- Problem statement -
Copy each line of the records that holds the string "person".

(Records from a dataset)

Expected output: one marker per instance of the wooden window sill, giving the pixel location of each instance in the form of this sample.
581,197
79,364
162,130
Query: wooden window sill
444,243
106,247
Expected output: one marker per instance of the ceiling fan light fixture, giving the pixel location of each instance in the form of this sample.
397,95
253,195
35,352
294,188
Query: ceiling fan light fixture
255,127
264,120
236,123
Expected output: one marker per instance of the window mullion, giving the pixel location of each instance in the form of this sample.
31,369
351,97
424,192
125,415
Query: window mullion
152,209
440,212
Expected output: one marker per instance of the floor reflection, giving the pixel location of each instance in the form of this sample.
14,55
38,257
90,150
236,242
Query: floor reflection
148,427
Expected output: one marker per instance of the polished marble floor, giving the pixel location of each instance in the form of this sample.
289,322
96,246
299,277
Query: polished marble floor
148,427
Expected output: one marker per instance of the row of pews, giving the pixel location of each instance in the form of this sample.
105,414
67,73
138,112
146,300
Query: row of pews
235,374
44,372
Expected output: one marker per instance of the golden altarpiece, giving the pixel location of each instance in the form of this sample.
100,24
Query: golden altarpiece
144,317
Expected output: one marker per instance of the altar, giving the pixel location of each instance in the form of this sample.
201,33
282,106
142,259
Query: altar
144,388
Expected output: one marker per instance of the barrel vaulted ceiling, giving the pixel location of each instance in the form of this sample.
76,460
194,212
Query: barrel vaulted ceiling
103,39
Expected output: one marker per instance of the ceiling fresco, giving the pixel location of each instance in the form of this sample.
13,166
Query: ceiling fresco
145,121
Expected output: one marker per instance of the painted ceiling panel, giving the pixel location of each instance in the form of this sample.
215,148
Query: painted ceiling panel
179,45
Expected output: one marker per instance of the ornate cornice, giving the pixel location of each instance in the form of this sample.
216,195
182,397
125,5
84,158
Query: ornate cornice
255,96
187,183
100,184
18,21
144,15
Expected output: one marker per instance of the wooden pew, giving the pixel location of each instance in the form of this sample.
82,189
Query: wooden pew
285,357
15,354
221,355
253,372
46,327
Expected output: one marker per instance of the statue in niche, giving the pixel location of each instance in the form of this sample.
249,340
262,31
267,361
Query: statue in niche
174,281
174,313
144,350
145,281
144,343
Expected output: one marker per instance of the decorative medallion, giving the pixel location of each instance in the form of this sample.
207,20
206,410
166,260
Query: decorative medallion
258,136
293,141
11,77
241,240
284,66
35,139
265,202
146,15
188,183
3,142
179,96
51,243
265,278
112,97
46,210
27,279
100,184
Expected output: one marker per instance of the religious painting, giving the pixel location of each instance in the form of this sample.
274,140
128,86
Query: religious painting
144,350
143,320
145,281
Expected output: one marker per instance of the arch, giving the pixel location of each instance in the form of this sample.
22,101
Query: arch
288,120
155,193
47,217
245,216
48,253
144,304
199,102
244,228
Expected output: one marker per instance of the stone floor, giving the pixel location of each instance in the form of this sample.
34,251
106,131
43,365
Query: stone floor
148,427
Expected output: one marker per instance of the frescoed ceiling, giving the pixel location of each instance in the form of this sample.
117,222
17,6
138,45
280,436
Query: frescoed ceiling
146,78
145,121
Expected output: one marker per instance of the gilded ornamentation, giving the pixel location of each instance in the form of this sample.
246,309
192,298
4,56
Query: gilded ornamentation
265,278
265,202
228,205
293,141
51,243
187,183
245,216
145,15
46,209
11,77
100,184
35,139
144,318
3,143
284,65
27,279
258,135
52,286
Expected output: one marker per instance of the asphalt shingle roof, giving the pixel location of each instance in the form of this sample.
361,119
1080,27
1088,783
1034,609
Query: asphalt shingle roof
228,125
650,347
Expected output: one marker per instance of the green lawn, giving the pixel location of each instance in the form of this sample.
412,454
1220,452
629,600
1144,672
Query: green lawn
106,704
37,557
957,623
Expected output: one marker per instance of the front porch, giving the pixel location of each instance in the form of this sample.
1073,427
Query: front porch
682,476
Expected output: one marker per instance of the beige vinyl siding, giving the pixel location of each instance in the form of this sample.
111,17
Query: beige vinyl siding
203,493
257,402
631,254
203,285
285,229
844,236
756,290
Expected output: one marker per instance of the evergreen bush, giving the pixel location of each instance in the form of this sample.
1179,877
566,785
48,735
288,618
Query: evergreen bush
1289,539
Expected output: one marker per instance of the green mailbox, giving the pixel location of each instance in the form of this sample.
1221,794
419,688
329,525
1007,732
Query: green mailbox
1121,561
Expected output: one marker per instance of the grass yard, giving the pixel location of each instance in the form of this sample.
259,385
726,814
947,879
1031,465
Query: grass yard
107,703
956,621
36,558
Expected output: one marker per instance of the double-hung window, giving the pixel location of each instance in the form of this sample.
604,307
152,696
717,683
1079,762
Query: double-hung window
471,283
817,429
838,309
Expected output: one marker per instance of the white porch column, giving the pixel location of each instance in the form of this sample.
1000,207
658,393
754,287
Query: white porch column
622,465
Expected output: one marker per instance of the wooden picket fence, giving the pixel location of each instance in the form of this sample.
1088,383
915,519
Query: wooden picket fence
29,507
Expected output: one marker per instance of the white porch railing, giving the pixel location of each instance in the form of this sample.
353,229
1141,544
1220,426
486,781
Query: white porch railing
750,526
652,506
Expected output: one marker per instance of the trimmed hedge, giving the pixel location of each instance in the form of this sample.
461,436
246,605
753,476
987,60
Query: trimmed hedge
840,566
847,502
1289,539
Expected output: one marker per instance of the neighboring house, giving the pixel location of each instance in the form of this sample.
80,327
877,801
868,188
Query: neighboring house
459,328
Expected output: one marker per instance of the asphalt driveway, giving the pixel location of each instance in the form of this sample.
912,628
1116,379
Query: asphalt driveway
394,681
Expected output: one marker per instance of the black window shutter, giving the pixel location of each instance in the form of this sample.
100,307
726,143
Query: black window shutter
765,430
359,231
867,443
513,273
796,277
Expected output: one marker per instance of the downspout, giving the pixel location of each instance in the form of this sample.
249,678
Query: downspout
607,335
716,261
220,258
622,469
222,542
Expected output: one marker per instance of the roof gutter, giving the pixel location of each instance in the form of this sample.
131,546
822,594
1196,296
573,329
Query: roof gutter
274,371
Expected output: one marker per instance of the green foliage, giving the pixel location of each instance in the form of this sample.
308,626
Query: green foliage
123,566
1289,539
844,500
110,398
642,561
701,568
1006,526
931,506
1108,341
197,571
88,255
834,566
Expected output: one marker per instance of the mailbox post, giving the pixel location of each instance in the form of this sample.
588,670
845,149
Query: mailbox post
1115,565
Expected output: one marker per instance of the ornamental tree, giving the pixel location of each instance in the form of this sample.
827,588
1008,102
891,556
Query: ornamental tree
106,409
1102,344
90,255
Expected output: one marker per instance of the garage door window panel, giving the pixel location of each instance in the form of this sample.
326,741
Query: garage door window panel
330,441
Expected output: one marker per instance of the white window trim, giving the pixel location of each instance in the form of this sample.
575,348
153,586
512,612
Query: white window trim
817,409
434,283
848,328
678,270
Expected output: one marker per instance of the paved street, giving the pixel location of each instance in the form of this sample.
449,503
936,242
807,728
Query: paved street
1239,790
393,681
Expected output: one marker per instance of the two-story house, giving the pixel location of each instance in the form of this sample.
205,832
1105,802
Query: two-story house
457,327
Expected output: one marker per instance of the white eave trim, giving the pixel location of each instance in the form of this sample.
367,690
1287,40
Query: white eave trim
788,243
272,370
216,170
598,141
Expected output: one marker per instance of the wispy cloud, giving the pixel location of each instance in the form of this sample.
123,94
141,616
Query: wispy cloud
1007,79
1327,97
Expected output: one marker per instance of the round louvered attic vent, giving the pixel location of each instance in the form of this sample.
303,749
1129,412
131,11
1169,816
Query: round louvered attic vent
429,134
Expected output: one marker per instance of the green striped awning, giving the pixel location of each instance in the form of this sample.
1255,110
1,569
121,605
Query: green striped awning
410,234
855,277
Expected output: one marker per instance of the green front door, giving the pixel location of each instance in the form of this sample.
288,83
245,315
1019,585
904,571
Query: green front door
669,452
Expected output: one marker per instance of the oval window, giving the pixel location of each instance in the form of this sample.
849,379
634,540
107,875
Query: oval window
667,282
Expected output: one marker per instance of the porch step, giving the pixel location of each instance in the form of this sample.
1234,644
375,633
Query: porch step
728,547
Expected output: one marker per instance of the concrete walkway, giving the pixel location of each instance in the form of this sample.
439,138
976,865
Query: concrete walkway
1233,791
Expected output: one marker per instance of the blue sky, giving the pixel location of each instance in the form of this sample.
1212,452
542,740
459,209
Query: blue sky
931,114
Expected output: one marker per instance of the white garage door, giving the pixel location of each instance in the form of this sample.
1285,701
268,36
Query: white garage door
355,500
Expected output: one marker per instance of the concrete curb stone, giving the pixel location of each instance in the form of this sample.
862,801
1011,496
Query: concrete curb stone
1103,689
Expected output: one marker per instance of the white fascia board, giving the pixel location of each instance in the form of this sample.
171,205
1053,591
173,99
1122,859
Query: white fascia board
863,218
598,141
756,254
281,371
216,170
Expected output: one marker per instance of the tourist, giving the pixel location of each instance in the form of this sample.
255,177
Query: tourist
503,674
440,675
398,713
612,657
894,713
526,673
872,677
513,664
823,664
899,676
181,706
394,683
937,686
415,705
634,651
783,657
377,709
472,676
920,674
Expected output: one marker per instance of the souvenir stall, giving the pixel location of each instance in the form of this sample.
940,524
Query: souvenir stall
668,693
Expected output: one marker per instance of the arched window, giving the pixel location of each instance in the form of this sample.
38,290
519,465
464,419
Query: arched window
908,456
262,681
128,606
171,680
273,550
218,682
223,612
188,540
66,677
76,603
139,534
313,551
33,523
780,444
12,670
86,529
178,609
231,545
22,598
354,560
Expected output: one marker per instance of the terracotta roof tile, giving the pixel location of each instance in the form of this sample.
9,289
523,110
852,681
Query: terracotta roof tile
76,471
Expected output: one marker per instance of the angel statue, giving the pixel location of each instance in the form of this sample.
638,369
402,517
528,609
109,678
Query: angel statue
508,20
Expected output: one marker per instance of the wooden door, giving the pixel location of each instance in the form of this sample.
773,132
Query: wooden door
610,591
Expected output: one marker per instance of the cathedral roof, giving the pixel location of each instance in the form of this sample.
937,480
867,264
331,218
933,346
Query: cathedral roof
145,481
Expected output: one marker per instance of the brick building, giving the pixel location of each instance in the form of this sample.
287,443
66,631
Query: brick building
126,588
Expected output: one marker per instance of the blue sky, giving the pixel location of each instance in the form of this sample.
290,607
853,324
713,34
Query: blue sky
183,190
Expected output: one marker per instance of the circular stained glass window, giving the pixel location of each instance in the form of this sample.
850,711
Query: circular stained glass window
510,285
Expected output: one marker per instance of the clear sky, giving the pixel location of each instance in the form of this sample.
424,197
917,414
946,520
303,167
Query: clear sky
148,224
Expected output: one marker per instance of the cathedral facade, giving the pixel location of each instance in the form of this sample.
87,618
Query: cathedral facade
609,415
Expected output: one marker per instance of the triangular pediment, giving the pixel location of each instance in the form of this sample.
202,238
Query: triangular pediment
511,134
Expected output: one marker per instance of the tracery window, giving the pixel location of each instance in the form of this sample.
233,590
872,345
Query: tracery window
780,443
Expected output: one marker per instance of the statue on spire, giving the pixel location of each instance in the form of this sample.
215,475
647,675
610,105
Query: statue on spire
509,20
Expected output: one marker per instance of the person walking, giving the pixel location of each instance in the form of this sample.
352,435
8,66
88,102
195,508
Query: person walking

- Answer section -
Expected output: one marker per instance of the person walking, giving the pixel location of each instance in the form of this sample.
Query: person walking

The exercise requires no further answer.